Source records

--*--

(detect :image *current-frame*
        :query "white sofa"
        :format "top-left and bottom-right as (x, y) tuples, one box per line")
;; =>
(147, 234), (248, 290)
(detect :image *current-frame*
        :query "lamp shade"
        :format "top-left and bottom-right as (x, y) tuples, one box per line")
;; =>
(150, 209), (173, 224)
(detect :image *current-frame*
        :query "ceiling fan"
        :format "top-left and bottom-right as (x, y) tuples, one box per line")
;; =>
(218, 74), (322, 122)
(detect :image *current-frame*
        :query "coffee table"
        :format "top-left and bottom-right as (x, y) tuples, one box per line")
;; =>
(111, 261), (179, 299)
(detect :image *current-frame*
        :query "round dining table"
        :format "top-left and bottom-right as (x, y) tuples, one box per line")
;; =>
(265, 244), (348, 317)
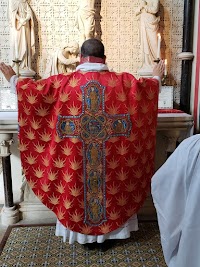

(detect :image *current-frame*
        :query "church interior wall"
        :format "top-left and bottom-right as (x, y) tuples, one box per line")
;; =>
(0, 0), (185, 204)
(0, 0), (184, 103)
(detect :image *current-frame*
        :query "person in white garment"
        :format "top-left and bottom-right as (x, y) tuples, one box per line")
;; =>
(151, 134), (200, 267)
(0, 39), (164, 252)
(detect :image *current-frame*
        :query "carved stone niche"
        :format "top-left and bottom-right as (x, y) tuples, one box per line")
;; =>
(19, 178), (56, 222)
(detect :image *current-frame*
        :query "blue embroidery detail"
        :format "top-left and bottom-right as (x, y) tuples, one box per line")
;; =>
(56, 80), (132, 226)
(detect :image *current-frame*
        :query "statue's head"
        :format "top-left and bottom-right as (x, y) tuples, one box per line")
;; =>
(66, 41), (79, 55)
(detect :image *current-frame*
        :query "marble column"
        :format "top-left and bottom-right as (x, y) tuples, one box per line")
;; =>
(179, 0), (195, 113)
(0, 133), (19, 225)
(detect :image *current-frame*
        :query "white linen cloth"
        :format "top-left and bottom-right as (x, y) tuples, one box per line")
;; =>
(56, 214), (138, 244)
(152, 134), (200, 267)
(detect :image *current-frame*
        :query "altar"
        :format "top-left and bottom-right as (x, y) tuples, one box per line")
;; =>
(0, 110), (194, 224)
(0, 0), (198, 227)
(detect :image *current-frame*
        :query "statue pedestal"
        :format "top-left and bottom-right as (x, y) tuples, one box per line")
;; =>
(20, 68), (36, 78)
(1, 206), (19, 225)
(19, 202), (56, 221)
(19, 178), (56, 221)
(137, 66), (153, 77)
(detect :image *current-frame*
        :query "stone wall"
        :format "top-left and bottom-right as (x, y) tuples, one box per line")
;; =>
(0, 0), (184, 106)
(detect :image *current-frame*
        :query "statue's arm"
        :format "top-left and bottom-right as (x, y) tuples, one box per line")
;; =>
(57, 50), (80, 65)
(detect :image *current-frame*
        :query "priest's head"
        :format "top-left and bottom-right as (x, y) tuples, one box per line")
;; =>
(80, 38), (106, 64)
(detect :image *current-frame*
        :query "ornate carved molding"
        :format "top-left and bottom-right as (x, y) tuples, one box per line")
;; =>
(178, 52), (194, 61)
(0, 138), (14, 157)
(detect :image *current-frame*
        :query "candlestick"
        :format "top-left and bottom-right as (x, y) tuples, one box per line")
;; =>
(156, 33), (161, 59)
(15, 32), (19, 59)
(12, 59), (22, 77)
(15, 45), (19, 59)
(162, 75), (167, 86)
(164, 59), (167, 75)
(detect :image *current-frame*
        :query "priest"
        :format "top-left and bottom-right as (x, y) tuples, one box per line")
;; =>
(0, 38), (164, 251)
(151, 134), (200, 267)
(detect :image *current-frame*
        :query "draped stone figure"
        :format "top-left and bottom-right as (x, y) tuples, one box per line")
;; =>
(43, 42), (80, 78)
(8, 0), (35, 71)
(136, 0), (160, 76)
(75, 0), (96, 46)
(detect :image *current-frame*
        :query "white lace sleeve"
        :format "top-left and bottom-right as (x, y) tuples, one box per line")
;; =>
(10, 75), (18, 93)
(153, 76), (161, 93)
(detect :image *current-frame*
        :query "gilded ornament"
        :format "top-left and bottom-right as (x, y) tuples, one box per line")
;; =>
(69, 158), (82, 170)
(116, 91), (127, 102)
(26, 93), (38, 104)
(52, 79), (62, 89)
(25, 129), (36, 140)
(126, 155), (137, 167)
(31, 118), (42, 130)
(57, 209), (65, 220)
(70, 184), (82, 197)
(34, 167), (45, 178)
(18, 116), (27, 127)
(48, 171), (58, 181)
(22, 104), (31, 115)
(35, 105), (49, 117)
(107, 183), (120, 195)
(116, 168), (129, 181)
(63, 198), (74, 210)
(55, 183), (65, 194)
(69, 77), (81, 88)
(70, 210), (83, 223)
(61, 144), (73, 156)
(18, 141), (29, 152)
(39, 130), (52, 142)
(60, 92), (70, 102)
(107, 157), (119, 169)
(41, 183), (50, 192)
(62, 171), (73, 183)
(43, 93), (56, 104)
(34, 142), (45, 153)
(53, 157), (66, 168)
(48, 194), (60, 205)
(68, 102), (81, 116)
(117, 194), (128, 206)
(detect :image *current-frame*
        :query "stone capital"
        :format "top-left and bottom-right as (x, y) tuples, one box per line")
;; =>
(0, 133), (14, 157)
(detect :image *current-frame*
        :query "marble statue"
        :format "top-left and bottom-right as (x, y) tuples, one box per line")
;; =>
(136, 0), (160, 76)
(8, 0), (35, 71)
(43, 42), (80, 78)
(75, 0), (96, 46)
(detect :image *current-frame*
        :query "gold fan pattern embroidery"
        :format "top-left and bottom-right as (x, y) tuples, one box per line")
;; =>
(17, 71), (158, 235)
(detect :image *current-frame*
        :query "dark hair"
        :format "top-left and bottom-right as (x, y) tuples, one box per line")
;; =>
(81, 38), (105, 59)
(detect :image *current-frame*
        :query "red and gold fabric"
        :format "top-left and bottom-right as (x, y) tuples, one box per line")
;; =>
(17, 71), (159, 235)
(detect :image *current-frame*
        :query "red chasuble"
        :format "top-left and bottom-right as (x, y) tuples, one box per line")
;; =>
(17, 71), (159, 235)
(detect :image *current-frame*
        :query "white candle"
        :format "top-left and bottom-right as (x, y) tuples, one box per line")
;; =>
(15, 31), (19, 59)
(164, 59), (167, 75)
(156, 33), (161, 59)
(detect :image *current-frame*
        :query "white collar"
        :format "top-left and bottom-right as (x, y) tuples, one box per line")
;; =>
(76, 62), (109, 72)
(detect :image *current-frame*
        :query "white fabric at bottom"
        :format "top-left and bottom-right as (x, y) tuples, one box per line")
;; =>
(55, 214), (138, 244)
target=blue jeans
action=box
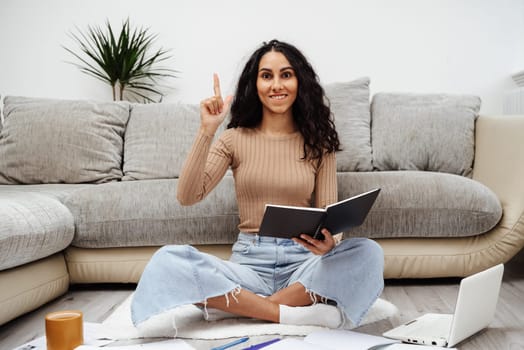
[131,233,384,327]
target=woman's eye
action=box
[282,71,293,79]
[261,73,271,80]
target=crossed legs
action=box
[203,282,320,323]
[132,238,382,327]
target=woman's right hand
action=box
[199,73,233,136]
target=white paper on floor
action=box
[100,293,398,340]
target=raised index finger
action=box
[213,73,222,97]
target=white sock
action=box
[279,304,343,328]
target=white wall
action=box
[1,0,523,114]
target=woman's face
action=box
[256,51,298,118]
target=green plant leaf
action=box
[64,18,177,103]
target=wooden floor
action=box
[2,251,523,350]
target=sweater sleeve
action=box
[176,129,233,205]
[314,151,338,209]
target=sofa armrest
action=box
[472,115,524,262]
[473,115,524,222]
[379,115,524,279]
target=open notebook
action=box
[259,188,380,239]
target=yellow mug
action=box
[45,310,84,350]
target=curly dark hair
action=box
[228,39,340,160]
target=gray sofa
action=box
[1,78,523,326]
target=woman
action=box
[131,40,384,329]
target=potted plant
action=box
[64,18,177,103]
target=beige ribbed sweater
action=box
[177,127,337,233]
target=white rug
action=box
[101,293,397,340]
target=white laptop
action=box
[383,264,504,347]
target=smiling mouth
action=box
[269,94,287,100]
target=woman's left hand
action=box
[292,228,336,255]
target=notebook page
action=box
[263,338,329,349]
[304,330,398,350]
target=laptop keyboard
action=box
[403,315,452,339]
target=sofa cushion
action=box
[325,77,373,172]
[0,192,74,270]
[63,178,239,248]
[371,93,481,177]
[0,183,93,202]
[0,96,130,184]
[337,171,502,238]
[122,103,201,180]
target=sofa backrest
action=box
[320,80,482,177]
[325,77,373,172]
[122,102,203,181]
[370,93,481,177]
[0,96,130,184]
[121,77,375,180]
[0,85,482,184]
[0,95,3,131]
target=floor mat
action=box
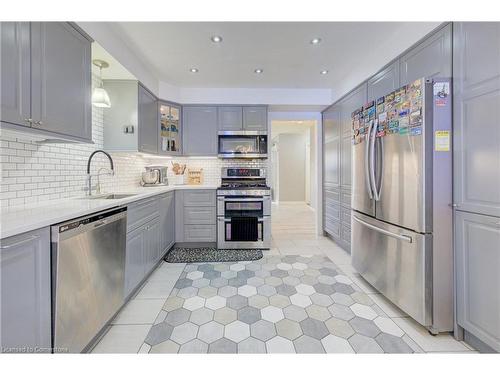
[164,246,263,263]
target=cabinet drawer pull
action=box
[1,235,39,249]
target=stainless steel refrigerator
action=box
[351,78,453,333]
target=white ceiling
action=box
[91,42,136,80]
[110,22,440,89]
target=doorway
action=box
[270,120,319,237]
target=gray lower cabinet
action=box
[455,211,500,352]
[1,22,92,142]
[218,106,243,131]
[175,189,216,243]
[124,197,162,297]
[124,225,147,297]
[159,192,175,255]
[138,84,158,154]
[453,22,500,218]
[183,106,218,156]
[0,227,51,352]
[399,23,452,85]
[243,106,267,131]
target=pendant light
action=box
[92,59,111,108]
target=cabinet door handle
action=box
[24,118,33,124]
[0,235,39,249]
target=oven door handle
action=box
[218,217,269,222]
[217,197,268,202]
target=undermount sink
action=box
[80,193,138,200]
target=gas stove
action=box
[217,168,271,196]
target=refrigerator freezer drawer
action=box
[351,212,432,326]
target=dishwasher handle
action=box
[56,207,127,235]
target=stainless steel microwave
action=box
[218,131,268,159]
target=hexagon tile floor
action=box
[132,254,426,354]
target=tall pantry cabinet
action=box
[453,22,500,353]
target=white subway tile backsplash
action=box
[0,74,268,207]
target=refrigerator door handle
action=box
[377,136,384,199]
[353,215,413,243]
[365,120,374,200]
[369,119,380,201]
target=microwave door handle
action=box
[365,120,374,200]
[369,119,380,201]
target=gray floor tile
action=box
[349,317,381,338]
[164,308,191,326]
[171,322,199,345]
[328,304,355,321]
[145,322,174,346]
[300,318,329,340]
[283,305,308,322]
[276,319,302,340]
[179,339,209,353]
[238,306,262,324]
[325,317,355,339]
[149,339,180,353]
[198,321,224,343]
[213,307,237,325]
[238,337,266,353]
[294,335,326,353]
[227,295,249,310]
[376,333,414,353]
[348,333,384,353]
[189,307,214,326]
[209,338,237,353]
[250,319,277,342]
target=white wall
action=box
[276,133,306,202]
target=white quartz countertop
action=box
[0,185,218,239]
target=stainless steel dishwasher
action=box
[51,207,127,353]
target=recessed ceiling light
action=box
[190,68,199,73]
[254,68,264,74]
[211,35,223,43]
[310,38,322,45]
[320,70,329,75]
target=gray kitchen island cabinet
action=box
[182,106,218,156]
[138,84,159,154]
[0,227,51,353]
[1,22,92,143]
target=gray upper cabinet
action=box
[0,22,31,127]
[30,22,92,141]
[368,61,400,101]
[1,22,92,142]
[243,106,267,131]
[453,22,500,218]
[0,227,51,352]
[400,23,452,85]
[183,106,218,156]
[340,83,366,137]
[455,211,500,352]
[218,106,243,131]
[138,84,158,154]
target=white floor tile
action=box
[392,317,471,352]
[92,325,151,353]
[113,299,166,325]
[135,279,177,299]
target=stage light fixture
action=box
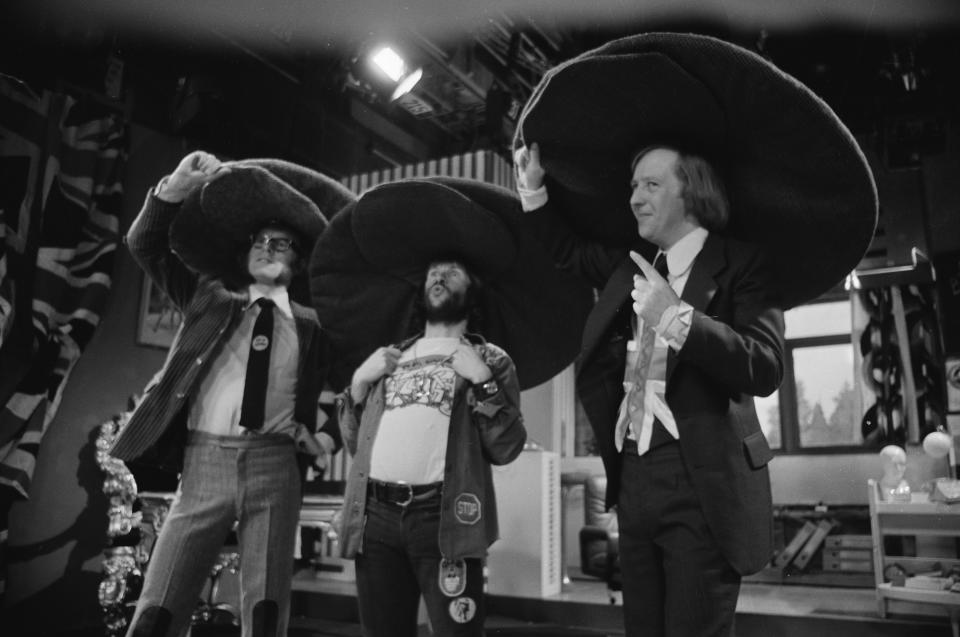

--*--

:: WHAT YOU ARE ASKED TO DO ::
Scan the lines above for "target=recessed ceiling light" and for "target=gray upper cabinet". Repeat exactly the line holding each of them and every line in between.

:: ANSWER SECTION ::
target=recessed ceiling light
action=box
[190,68,199,73]
[254,68,264,74]
[211,35,223,43]
[310,38,322,45]
[320,70,329,75]
target=gray kitchen island cabinet
action=box
[182,106,218,156]
[138,84,159,154]
[0,227,51,353]
[1,22,92,143]
target=gray upper cabinet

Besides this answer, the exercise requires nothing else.